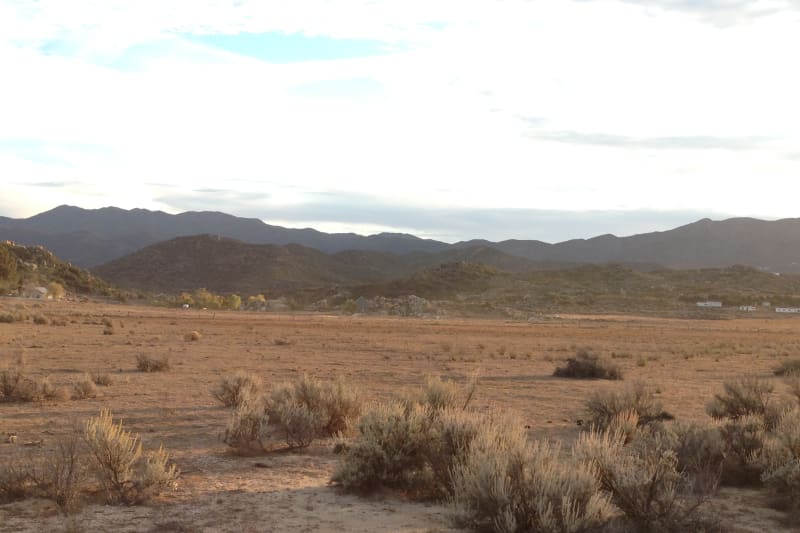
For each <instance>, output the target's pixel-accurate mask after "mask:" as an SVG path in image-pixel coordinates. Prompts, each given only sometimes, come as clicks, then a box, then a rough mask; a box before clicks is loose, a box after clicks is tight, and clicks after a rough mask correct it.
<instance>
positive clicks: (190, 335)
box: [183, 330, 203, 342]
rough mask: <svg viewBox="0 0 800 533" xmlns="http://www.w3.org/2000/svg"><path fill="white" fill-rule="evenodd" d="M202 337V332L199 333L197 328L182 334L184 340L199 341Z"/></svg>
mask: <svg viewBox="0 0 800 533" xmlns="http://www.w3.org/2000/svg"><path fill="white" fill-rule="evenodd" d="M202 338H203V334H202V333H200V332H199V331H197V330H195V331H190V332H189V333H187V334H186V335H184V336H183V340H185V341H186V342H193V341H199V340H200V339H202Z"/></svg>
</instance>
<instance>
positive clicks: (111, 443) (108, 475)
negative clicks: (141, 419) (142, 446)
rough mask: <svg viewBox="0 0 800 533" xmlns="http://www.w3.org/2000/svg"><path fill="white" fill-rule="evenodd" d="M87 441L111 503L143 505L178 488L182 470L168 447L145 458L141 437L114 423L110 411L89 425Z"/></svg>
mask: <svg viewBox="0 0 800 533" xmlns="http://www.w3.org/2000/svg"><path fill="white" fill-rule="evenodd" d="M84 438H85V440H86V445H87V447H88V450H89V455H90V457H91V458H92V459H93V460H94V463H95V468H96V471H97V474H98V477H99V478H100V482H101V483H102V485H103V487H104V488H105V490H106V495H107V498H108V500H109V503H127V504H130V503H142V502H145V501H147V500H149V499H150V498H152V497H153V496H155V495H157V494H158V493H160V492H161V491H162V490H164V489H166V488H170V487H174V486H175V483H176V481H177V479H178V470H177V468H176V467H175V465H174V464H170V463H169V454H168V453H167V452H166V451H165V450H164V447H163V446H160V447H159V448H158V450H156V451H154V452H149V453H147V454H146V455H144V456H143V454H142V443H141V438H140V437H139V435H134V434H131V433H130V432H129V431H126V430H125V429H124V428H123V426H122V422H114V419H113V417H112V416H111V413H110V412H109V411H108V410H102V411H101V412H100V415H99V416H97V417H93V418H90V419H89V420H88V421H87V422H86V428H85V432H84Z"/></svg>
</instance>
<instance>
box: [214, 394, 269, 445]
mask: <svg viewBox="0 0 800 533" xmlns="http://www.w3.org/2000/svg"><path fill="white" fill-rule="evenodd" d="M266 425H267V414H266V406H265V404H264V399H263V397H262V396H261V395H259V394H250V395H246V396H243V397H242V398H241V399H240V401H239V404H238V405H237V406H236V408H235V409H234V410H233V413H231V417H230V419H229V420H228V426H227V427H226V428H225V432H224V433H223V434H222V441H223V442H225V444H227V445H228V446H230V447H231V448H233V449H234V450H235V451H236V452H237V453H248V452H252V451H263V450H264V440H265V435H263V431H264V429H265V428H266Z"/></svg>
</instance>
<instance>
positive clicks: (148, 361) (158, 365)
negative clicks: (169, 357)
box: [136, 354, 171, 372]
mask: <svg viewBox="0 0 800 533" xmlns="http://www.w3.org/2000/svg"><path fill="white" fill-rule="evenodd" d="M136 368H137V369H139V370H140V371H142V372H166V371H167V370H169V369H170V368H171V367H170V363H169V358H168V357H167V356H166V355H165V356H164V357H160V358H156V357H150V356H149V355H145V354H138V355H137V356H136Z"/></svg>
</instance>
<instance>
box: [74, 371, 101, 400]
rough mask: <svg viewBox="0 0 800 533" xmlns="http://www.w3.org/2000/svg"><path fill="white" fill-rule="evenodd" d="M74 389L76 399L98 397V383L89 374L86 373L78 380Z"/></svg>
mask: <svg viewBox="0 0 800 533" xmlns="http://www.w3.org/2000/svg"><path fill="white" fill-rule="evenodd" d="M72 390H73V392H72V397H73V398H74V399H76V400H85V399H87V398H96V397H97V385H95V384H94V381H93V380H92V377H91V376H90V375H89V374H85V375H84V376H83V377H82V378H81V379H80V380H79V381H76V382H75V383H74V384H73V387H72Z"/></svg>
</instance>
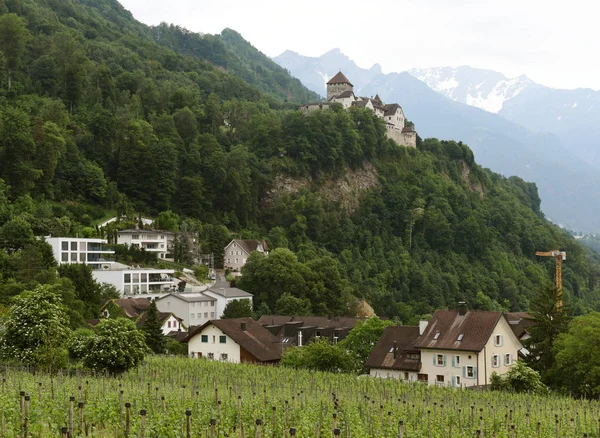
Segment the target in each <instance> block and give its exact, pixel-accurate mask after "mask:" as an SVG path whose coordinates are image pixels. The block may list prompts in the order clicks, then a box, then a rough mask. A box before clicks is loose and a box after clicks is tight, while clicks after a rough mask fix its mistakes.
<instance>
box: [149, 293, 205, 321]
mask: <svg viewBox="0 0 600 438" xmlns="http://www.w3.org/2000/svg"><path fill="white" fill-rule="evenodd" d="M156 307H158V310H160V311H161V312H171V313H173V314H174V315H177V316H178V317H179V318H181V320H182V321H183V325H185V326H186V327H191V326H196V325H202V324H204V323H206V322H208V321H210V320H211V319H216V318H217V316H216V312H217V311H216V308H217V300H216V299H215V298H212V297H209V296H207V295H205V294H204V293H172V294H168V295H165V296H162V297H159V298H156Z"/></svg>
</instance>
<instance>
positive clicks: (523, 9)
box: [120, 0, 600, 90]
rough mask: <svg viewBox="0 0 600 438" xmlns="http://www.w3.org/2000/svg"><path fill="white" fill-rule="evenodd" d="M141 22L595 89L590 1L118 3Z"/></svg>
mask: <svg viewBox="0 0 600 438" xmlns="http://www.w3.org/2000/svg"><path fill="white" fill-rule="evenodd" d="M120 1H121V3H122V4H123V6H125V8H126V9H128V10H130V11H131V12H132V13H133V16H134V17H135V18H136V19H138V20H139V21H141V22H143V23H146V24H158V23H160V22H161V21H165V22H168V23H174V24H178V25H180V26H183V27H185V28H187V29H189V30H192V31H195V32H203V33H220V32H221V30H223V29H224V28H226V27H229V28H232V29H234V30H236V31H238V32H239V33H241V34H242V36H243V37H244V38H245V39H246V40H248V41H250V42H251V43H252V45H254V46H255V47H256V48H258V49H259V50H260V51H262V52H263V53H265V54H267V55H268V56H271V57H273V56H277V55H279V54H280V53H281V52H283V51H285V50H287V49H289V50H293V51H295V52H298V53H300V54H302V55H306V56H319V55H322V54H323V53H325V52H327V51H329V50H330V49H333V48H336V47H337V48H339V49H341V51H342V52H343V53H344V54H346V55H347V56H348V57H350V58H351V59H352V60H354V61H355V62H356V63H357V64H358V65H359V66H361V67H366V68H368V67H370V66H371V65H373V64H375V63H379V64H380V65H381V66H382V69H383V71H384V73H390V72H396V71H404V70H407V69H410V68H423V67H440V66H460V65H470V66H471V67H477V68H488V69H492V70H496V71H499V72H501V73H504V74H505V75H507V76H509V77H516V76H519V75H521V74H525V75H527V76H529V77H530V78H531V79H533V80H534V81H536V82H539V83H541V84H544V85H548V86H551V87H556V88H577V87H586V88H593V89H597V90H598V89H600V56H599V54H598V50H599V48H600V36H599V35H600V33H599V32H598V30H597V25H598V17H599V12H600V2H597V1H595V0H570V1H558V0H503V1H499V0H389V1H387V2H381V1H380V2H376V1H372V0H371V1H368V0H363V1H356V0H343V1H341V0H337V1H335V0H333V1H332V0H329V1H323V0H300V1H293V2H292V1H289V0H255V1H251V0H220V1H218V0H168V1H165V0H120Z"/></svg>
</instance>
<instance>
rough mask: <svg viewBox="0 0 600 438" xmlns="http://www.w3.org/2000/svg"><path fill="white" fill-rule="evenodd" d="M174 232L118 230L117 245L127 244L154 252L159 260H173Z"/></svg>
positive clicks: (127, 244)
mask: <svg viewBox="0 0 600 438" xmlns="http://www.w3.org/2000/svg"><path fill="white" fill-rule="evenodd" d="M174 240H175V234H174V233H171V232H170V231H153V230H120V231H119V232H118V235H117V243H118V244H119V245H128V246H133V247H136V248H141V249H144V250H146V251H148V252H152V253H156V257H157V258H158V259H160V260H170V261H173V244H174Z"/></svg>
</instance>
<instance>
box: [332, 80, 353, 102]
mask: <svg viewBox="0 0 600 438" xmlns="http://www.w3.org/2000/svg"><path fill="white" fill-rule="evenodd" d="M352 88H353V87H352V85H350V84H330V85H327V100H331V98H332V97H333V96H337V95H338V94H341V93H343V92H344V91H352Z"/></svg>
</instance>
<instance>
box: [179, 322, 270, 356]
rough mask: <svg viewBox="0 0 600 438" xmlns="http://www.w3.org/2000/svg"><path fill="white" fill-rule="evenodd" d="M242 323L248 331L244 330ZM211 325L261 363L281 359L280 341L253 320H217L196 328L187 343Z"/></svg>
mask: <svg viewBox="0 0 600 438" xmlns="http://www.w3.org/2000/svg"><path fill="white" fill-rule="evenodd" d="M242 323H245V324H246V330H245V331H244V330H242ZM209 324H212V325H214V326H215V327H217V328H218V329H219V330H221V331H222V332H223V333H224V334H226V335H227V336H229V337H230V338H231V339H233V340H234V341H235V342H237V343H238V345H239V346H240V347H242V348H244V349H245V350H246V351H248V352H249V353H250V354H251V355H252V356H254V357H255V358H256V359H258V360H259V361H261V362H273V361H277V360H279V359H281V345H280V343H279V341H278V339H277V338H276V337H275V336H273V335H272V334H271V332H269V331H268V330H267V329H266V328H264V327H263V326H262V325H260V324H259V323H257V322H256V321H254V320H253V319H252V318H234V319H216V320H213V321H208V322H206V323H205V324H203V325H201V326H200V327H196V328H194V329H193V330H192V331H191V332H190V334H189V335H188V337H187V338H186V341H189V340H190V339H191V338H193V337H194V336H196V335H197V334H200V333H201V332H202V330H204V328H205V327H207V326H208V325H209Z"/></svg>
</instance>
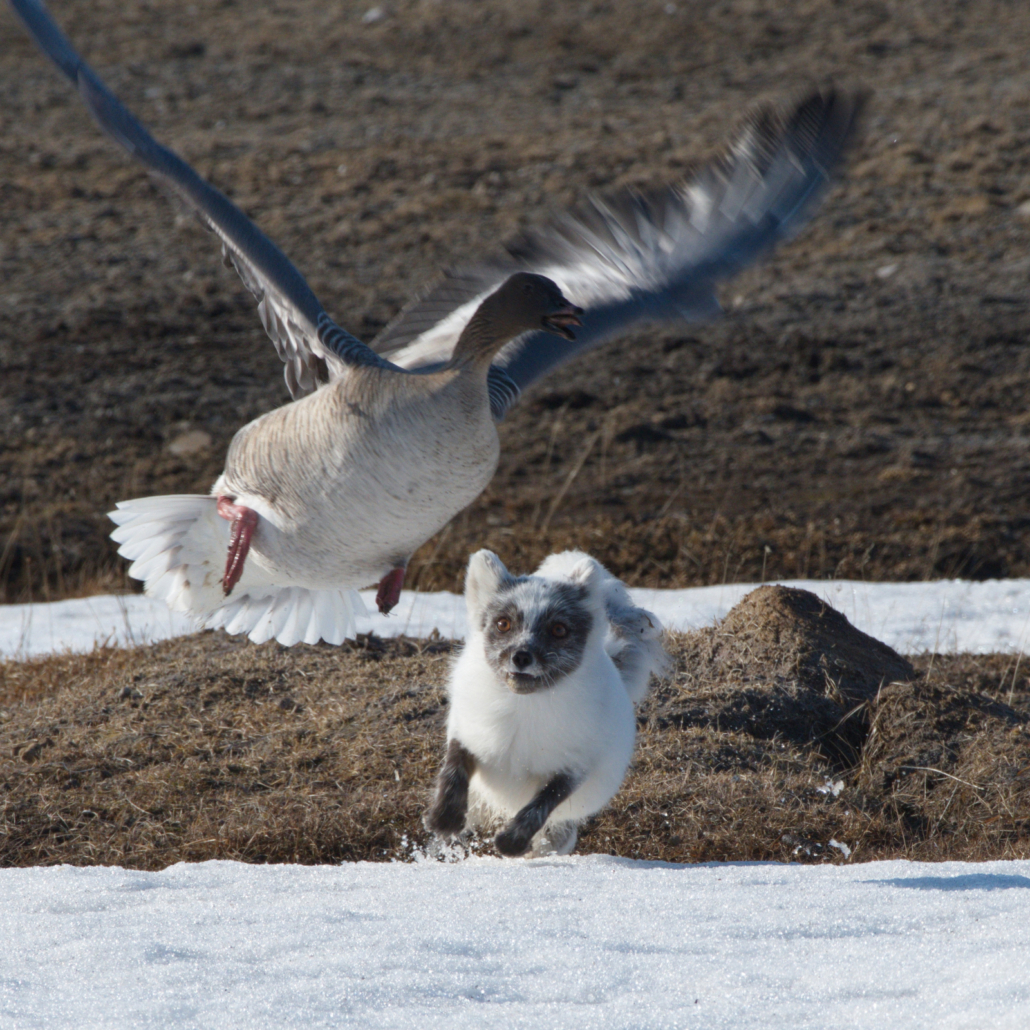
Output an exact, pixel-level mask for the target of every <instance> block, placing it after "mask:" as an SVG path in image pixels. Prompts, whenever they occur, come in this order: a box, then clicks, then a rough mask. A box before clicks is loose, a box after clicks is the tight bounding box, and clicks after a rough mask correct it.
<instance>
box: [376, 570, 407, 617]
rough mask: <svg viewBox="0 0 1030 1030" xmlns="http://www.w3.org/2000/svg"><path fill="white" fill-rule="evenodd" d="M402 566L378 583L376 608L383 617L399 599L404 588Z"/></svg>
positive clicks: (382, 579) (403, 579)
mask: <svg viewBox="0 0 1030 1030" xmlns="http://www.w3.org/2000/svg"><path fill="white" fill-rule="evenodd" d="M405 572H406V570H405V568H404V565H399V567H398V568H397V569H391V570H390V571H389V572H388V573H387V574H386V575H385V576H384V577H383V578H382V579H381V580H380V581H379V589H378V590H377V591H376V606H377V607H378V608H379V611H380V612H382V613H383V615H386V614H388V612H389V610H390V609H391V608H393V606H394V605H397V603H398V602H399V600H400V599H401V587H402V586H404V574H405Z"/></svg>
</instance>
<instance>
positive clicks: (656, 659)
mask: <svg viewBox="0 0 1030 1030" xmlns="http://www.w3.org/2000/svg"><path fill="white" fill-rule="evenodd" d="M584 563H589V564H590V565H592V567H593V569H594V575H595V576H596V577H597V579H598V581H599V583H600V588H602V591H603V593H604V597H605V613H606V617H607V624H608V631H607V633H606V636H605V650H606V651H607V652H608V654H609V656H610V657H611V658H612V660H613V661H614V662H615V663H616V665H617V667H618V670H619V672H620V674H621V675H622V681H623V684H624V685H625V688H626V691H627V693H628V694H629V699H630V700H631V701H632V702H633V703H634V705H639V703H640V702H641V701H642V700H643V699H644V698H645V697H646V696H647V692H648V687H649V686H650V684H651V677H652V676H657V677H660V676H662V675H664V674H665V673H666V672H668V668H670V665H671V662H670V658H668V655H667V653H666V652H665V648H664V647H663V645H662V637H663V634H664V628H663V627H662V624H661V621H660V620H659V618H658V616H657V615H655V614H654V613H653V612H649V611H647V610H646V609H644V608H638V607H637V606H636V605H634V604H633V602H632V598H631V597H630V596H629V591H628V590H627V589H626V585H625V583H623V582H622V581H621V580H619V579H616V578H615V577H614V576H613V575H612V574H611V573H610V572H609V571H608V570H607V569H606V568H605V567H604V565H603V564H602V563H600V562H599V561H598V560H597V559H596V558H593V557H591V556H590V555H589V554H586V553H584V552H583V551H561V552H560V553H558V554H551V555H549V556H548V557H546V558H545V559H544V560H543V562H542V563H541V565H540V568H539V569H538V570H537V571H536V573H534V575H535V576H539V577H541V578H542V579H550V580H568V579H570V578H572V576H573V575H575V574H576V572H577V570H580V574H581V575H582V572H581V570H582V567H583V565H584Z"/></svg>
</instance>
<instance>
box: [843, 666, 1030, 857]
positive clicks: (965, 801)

***

__HOW TO COMPLETE THIS TASK__
Scan the entries above for the word "negative", then copy every line in which it occurs.

__SOLUTION__
negative clicks: (141, 419) (142, 446)
negative clicks: (169, 357)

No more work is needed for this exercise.